Region pointing data
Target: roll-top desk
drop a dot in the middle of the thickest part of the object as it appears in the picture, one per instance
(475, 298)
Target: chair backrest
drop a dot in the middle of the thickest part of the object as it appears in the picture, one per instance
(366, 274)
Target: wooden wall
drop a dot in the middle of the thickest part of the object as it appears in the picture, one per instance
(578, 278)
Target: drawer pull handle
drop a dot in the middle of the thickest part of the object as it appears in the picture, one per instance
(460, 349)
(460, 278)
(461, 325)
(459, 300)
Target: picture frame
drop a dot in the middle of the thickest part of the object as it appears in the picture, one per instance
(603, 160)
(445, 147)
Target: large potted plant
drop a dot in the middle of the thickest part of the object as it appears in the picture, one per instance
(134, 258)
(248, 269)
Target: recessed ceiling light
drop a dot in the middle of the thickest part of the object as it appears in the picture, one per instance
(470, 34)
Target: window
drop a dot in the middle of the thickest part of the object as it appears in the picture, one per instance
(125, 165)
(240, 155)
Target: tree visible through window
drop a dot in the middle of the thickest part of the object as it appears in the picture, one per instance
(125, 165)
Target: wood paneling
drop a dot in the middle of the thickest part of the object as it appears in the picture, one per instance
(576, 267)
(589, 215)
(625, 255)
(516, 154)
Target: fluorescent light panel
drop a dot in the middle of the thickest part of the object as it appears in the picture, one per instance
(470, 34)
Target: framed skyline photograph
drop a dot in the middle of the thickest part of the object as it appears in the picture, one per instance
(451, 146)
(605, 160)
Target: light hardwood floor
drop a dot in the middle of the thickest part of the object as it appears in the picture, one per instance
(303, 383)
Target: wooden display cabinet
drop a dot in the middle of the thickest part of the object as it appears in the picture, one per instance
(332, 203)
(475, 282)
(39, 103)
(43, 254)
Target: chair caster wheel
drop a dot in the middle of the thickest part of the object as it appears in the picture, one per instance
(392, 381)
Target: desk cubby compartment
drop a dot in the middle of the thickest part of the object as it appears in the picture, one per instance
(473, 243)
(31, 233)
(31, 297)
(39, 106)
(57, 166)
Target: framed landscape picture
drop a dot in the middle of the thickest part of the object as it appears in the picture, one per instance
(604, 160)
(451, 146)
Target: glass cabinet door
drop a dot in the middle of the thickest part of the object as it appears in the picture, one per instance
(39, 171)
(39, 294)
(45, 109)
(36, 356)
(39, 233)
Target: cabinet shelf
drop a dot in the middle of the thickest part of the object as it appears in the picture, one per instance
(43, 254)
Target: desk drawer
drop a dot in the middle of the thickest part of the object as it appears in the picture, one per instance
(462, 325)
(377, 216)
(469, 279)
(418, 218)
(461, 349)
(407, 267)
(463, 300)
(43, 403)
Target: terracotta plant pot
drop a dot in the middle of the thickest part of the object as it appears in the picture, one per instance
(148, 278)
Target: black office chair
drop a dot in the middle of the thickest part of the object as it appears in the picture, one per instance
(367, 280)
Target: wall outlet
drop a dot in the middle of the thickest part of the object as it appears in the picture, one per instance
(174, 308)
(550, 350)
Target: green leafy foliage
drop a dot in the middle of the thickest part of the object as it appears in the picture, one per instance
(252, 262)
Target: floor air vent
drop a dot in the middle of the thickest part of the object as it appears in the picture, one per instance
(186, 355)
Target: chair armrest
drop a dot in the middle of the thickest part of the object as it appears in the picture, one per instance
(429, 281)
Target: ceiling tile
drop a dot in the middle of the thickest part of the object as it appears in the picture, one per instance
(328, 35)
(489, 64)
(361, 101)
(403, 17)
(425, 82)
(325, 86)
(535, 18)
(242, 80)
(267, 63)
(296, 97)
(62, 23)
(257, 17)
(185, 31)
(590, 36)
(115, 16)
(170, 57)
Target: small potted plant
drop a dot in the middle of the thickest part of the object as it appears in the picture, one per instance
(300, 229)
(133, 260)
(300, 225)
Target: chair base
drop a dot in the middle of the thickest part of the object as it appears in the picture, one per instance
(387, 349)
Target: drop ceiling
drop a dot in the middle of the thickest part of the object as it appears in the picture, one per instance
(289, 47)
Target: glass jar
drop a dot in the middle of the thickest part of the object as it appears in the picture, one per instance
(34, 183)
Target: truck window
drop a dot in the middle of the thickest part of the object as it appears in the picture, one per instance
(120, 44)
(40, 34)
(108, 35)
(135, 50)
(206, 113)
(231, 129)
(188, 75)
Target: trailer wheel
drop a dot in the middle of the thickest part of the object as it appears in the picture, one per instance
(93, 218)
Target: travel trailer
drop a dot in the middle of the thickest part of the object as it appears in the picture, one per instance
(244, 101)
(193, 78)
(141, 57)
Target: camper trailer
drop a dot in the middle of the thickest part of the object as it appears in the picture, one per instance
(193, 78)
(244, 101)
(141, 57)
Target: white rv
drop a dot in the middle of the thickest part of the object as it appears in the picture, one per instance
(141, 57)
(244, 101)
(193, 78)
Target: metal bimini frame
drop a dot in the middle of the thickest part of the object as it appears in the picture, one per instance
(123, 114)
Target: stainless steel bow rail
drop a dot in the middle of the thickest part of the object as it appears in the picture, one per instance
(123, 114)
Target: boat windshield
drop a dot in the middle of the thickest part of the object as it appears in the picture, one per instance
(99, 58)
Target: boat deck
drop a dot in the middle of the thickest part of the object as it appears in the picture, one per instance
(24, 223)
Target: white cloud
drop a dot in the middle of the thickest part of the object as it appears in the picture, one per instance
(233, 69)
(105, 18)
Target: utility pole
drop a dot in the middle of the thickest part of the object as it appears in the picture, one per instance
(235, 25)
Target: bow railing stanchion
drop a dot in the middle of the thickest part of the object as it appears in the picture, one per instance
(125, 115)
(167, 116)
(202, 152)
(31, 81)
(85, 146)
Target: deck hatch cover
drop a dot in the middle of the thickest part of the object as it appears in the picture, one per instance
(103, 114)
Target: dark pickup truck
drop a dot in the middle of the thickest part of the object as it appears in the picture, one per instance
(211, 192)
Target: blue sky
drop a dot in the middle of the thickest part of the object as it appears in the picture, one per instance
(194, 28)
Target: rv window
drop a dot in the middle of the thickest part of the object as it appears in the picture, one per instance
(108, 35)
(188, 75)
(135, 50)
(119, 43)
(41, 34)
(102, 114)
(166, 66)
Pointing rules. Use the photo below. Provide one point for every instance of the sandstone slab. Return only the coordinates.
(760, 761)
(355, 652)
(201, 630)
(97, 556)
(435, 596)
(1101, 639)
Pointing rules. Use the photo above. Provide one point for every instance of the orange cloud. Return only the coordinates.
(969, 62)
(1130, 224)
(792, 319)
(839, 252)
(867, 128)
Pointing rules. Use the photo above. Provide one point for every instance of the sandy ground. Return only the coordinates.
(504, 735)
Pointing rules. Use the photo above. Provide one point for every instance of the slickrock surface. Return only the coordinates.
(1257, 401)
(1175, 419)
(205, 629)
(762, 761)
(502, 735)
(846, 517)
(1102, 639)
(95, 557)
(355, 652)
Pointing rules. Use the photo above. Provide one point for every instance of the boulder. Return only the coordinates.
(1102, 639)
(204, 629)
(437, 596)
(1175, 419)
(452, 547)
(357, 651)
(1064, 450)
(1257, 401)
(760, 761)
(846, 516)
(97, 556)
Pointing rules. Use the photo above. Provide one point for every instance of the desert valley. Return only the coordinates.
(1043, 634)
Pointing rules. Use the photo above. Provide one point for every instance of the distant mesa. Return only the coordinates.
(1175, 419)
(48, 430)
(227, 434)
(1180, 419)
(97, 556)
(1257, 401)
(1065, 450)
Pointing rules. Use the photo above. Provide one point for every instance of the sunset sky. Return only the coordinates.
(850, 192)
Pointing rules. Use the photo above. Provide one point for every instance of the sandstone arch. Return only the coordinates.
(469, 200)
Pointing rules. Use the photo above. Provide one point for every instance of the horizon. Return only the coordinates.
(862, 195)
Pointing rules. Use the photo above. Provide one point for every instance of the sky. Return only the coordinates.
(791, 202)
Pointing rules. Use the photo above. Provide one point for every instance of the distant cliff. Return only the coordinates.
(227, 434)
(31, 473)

### [Task to carry out]
Whenever a line of the data above includes the word "wall", copy that line.

### [Your response]
Target: wooden wall
Target: wall outlet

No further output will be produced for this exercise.